*DOCUMENT TEXT:*
>> start
The product of these extensive discussions between officials of Member States has not yet been submitted to the Council of Ministers. If FAST is approved soon by the Council of Ministers the Commission expect it to be well under way by 1979. The Government will take the discussion on my noble friend's Unstarred Question into account in reaching their final view, although the Government's present attitude is to support the Commission's proposal. I recognise the difficulty of convincing my noble friend, but I believe this view is consistent with the positive attitude already described towards work of this kind. I do not honestly believe that it is counterproductive in the way that my noble friend appears to think it is. As he knows from official discussions in Brussels in which he took part, there was very strong opposition from European partners to proposals in his report. The United Kingdom has consistently pressed constructively for some Community work of this kind, but at the end of the day you have to reach some form of consensus, and the upshot of these lengthy discussions was consensus for a small unit on the scale that the Commission now recommend.

The Government see this as initially just viable—we do not go beyond that—and prefer to accept this as the best we could obtain. This is in the context that all Commission proposals are necessarily reflections of consensus of view among Member Governments, and in this context we ought to go along with FAST and give it every chance of success, since not to do so would be unconstructive and would not further the cause of long-term forecasting generally.

My noble friend has stressed the limited scope of FAST. His own concept ranged widely over various broad themes such as agriculture; energy; climate; population and health. It is true that FAST concentrates on science and technology, which is only one of the 17 headings. However, although it is certainly a relatively narrow field the Government still believe that there is substantial scope for effective work within it. What this will entail has yet to be firmly settled, but officials of Member States are already considering broad possibilities such as the Community's long-term supply of resources; long-term technical and structural change affecting the Community and long-term social changes.

Within the first—the supply of resources—it might be useful to study the application of science and technology to saving raw materials or, within the third option—long-term social changes—prospects for an information-based economy arising from new communications systems. The debate on these options will continue. The field is clearly broad and potentially fruitful.
>> end
*DATASET EXTRACT:*
>> start
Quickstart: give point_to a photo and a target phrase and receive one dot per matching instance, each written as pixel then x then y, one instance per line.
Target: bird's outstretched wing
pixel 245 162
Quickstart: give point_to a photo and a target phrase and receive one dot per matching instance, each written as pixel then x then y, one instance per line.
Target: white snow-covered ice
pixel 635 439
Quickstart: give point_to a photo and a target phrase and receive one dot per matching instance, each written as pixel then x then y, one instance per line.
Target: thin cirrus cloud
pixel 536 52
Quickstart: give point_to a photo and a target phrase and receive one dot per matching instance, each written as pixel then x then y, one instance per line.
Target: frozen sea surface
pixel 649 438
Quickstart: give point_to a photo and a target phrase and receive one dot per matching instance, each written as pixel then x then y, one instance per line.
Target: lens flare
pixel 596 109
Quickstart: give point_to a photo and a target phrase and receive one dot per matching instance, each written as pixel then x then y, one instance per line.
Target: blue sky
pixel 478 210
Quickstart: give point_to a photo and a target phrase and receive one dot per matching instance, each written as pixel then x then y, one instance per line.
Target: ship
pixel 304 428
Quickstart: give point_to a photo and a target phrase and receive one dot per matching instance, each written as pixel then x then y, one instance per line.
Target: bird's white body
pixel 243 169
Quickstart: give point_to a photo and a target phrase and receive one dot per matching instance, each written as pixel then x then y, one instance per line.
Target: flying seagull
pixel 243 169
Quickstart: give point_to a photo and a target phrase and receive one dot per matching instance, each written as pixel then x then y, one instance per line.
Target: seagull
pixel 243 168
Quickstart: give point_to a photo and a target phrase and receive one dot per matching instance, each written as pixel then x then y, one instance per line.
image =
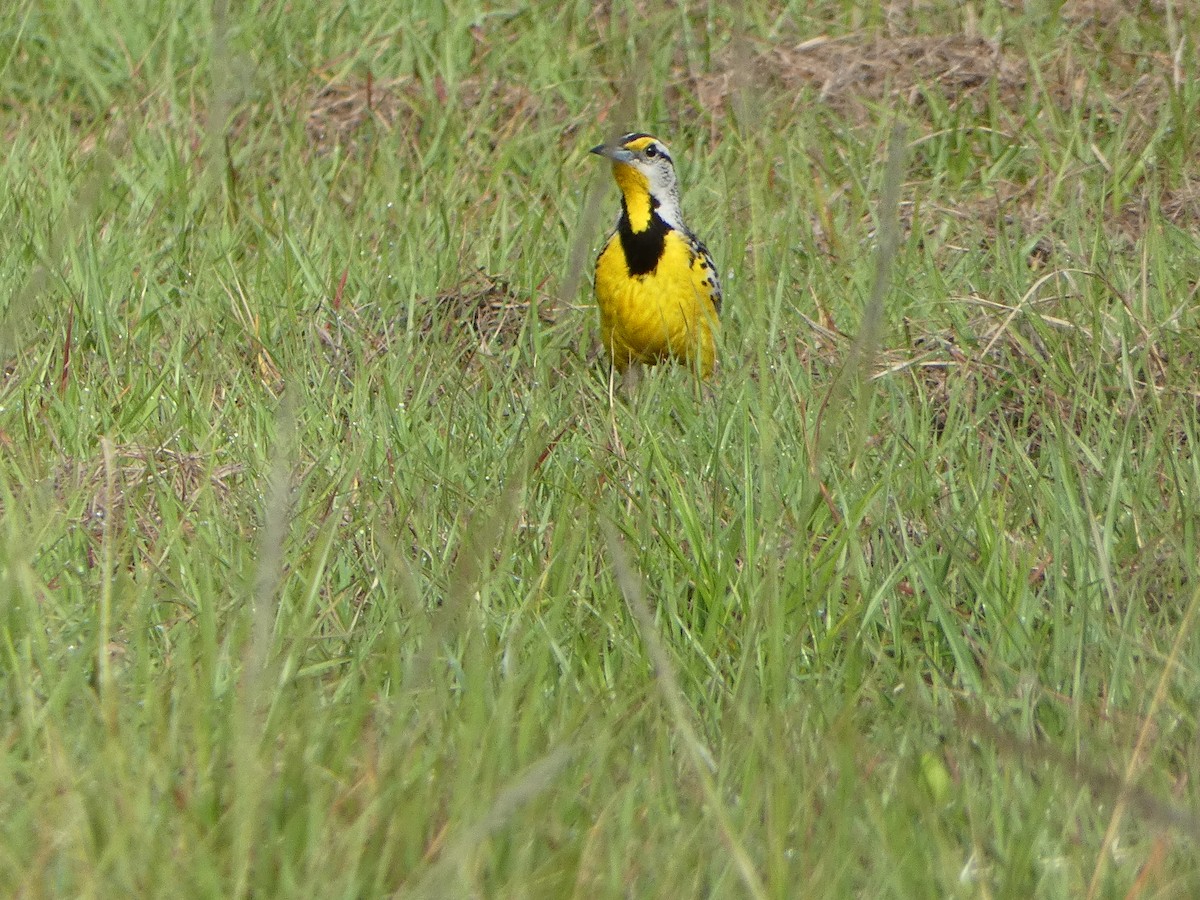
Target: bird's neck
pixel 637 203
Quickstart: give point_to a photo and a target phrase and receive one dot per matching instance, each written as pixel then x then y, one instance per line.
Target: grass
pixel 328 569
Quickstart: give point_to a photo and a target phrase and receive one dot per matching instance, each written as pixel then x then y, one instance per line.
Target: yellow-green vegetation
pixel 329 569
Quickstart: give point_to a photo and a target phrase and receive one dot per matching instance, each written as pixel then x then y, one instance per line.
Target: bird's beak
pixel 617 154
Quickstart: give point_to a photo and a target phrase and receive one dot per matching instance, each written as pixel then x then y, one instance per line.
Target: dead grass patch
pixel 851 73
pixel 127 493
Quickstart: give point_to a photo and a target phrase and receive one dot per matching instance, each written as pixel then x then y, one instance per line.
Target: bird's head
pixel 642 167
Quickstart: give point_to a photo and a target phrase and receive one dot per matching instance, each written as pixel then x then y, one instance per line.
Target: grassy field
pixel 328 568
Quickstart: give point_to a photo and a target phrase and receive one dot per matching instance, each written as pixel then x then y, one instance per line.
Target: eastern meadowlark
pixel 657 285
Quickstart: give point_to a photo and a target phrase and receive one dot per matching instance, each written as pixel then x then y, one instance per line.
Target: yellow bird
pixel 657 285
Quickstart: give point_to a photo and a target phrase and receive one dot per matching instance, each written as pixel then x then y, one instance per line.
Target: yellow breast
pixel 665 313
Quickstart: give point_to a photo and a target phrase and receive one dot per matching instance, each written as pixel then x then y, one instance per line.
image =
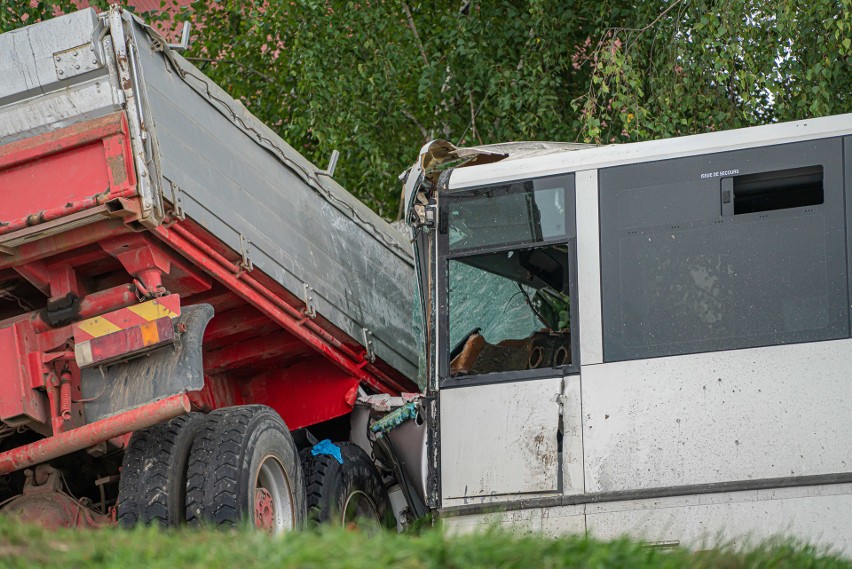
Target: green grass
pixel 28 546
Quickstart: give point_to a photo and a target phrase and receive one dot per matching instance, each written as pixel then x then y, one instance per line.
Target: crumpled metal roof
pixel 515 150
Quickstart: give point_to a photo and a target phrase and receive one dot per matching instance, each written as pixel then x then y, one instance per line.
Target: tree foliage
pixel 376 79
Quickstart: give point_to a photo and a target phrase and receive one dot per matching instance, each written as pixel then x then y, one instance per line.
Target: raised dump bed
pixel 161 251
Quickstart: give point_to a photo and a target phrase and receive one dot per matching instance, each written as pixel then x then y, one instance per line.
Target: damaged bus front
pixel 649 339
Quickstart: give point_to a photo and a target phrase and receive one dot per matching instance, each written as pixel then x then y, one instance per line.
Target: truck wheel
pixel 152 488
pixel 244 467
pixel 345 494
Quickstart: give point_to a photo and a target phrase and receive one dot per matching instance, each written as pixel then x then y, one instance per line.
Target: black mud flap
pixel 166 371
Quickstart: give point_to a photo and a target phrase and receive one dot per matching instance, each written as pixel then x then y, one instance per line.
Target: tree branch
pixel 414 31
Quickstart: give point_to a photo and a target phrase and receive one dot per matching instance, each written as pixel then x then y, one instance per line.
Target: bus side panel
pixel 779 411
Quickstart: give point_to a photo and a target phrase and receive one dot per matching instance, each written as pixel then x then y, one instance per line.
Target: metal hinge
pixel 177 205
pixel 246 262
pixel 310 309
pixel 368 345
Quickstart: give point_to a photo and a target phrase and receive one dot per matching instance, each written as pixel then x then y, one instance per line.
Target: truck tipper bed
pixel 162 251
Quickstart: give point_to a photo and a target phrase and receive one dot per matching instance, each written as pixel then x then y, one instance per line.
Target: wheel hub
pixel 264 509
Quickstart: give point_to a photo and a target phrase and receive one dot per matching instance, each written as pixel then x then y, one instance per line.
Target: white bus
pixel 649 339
>> end
>> start
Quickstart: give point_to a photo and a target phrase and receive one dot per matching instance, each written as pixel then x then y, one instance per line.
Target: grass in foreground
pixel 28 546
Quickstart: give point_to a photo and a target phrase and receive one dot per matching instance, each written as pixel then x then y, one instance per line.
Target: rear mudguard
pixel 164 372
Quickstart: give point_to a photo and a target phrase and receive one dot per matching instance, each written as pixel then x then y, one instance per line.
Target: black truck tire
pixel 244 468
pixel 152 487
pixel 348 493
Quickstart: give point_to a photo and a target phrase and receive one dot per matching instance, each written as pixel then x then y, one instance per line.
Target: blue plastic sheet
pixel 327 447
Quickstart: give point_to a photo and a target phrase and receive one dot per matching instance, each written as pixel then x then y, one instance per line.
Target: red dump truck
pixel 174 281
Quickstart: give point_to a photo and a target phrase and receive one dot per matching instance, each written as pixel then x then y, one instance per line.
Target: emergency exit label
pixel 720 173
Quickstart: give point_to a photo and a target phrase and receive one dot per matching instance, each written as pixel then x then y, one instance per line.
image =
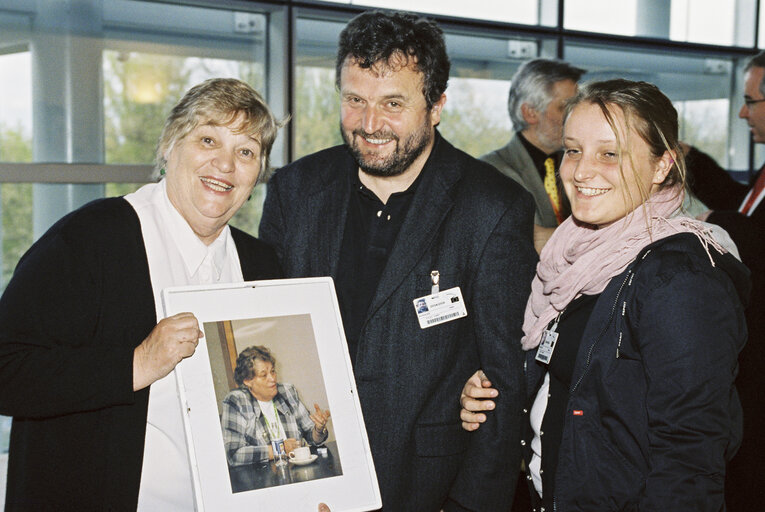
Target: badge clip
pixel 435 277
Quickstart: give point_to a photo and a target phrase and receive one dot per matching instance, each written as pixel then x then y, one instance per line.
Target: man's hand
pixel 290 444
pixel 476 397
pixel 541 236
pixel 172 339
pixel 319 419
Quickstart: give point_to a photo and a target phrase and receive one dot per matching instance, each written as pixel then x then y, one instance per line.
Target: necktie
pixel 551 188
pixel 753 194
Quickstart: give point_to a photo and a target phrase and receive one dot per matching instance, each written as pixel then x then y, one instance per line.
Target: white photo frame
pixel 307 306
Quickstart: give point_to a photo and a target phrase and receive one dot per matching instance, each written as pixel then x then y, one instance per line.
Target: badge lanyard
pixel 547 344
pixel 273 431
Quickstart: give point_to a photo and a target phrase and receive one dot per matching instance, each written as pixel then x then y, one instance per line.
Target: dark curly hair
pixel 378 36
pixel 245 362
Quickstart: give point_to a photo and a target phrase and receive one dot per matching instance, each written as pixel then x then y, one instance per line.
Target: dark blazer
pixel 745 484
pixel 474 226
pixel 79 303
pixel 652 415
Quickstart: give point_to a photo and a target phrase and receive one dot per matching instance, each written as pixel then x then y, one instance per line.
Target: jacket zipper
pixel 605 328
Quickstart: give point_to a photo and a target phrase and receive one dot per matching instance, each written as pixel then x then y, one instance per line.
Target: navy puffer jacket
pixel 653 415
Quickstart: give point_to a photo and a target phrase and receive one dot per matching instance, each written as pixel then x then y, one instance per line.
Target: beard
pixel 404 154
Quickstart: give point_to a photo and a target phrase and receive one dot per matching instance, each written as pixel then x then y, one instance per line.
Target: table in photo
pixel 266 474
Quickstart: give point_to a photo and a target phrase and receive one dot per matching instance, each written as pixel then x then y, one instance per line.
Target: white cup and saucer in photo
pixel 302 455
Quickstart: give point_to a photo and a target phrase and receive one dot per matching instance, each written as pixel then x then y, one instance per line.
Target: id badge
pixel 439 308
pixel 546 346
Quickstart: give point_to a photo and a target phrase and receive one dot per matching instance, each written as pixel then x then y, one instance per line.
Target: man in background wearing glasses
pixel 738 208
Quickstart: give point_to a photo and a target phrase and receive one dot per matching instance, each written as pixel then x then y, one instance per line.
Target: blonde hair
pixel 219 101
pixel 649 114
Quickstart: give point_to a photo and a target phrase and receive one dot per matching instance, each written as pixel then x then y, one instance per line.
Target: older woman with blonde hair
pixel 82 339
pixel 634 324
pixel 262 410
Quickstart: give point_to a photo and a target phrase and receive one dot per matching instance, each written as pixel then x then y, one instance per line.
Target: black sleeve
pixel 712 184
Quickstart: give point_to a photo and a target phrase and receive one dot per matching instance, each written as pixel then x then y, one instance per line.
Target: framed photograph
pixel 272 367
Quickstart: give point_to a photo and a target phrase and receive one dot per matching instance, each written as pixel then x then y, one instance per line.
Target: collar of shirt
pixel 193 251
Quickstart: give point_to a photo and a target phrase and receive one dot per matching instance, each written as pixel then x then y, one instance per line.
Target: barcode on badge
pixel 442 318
>> end
*JOBS:*
**1)** According to the FAST passage, why does the Government think it ought to go along with FAST and give it every chance of success? Answer in one to three sentences.
**2)** Print the FAST passage from "The Government see" to "long-term forecasting generally.".
The listing is separate material with no connection to the FAST passage.

*SOLUTIONS TO THE EXERCISE:*
**1)** All Commission proposals are necessarily reflections of consensus among Member Governments. In that context, the Government holds that not going along with FAST would be unconstructive and would not further the cause of long-term forecasting generally.

**2)**
The Government see this as initially just viable—we do not go beyond that—and prefer to accept this as the best we could obtain. This is in the context that all Commission proposals are necessarily reflections of consensus of view among Member Governments, and in this context we ought to go along with FAST and give it every chance of success, since not to do so would be unconstructive and would not further the cause of long-term forecasting generally.